Source extract —

***

In the last column of Fig. 10 we plot the maximum test set activity of corresponding filters at the fusion layer, for the 10 highest activating videos across the test set. Most of the filters fire for classes with similar appearance and motion, but also strong activity over a broad set of classes can be observed.

Visualization of Global Layers

We now visualize the layers that have non-local filters, i.e. fully-connected layers that operate on top of the convolutional fusion layer illustrated above. Figure 11 shows filters of the fully-connected layers 6 (fc_6) and 7 (fc_7) of the VGG-16 fusion architecture. We again show the maximum test set activity of corresponding units at the fully connected layers. In contrast to the local features above, we observe a holistic representation that consists of a mixture of the local units seen in the previous layer. For example, in the fc_6 units shown in the top three rows we observe features that could support prediction of Basketball and PlayingFlute. In the fc_7 units shown in the last three rows we see units that resemble Bowling and the Clean and Jerk actions, revealed by the maximum test set activity shown in the last column. Here, it is notable that these representations form something akin to a nonlinear (fc_6) and linear (fc_7) basis for the prediction layer; therefore, it is plausible that the filters resemble holistic classification patterns.

Finally, we visualize the ultimate class prediction layers of the architecture, where the unit outputs correspond to different classes; thus, we know to what they should be matched. In Fig. 12, we show the fast motion activation of the classes Archery, BabyCrawling, PlayingFlute and Clean-AndJerk and BenchPress. The learned features for archery (e.g., the elongated bow shape and positioning of the bow as well as the shooting motion of the arrow) are markedly distinct from those of the baby crawling (e.g., capturing the facial parts of the baby appearance while focusing on the arm and head movement in the motion representation), and those of PlayingFlute (e.g. filtering eyes and arms (appearance) and moving arms below the flute (motion)), as well as those of CleanAndJerk and BenchPress (e.g. capturing barbells and human heads in the appearance with body motion for pressing (\(\gamma =0\)) and balancing (\(\gamma =10\)) the weight). Further, Clean and Jerk actions (where a barbell weight is pushed over the head in a standing position) contrasts to the Benchpress action (which is performed in lying position on a bench). Notice how the difference in relative body position is captured in the visualizations, e.g. the relatively vertical vs. horizontal orientations of the regions captured beneath the weights, especially in the motion visualizations. Thus, we find that the class prediction units have learned representations that are well matched to their classes.

***

Stored data —

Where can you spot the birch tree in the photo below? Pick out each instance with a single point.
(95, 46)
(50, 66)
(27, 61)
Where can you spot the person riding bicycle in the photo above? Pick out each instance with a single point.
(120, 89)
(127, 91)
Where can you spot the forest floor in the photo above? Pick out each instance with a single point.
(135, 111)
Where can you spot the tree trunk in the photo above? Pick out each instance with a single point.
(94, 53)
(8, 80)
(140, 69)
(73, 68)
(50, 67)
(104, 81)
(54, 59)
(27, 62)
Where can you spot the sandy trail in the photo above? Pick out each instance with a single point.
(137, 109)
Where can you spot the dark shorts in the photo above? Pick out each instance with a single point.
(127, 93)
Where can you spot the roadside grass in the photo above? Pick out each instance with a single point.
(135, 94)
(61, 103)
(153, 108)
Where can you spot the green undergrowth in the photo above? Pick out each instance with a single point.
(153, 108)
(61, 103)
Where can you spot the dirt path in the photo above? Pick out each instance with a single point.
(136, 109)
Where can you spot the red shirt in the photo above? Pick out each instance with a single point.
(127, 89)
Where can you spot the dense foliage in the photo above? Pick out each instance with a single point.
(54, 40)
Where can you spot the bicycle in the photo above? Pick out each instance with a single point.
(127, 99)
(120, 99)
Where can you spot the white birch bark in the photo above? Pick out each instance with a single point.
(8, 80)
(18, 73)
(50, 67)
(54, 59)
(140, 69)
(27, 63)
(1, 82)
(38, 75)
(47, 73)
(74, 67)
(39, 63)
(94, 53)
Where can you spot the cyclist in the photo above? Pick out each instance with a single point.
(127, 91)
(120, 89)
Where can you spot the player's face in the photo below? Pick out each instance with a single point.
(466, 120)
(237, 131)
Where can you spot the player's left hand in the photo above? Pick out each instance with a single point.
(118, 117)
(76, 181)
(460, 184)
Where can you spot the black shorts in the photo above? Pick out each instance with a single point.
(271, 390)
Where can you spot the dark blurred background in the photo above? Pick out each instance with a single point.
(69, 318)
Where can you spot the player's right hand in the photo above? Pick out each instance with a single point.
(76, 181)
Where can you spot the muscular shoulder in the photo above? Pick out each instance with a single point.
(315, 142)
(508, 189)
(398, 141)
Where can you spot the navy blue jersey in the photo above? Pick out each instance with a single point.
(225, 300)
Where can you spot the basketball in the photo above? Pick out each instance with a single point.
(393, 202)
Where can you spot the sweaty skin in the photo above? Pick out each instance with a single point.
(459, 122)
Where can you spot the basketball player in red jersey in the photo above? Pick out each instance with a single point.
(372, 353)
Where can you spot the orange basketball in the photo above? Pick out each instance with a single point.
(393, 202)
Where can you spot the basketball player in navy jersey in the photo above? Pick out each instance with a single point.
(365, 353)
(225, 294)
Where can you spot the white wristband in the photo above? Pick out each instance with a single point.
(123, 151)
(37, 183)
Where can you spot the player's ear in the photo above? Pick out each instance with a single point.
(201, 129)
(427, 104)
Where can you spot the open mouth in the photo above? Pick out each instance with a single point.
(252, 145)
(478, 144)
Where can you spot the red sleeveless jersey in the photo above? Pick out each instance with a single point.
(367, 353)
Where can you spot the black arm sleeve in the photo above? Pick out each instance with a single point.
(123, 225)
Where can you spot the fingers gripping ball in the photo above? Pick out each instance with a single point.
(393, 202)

***

What is needed —
Please list every action class that the layer-visualization text above names.

Solution to this task —
Basketball, PlayingFlute, Bowling, Clean and Jerk, Archery, BabyCrawling, BenchPress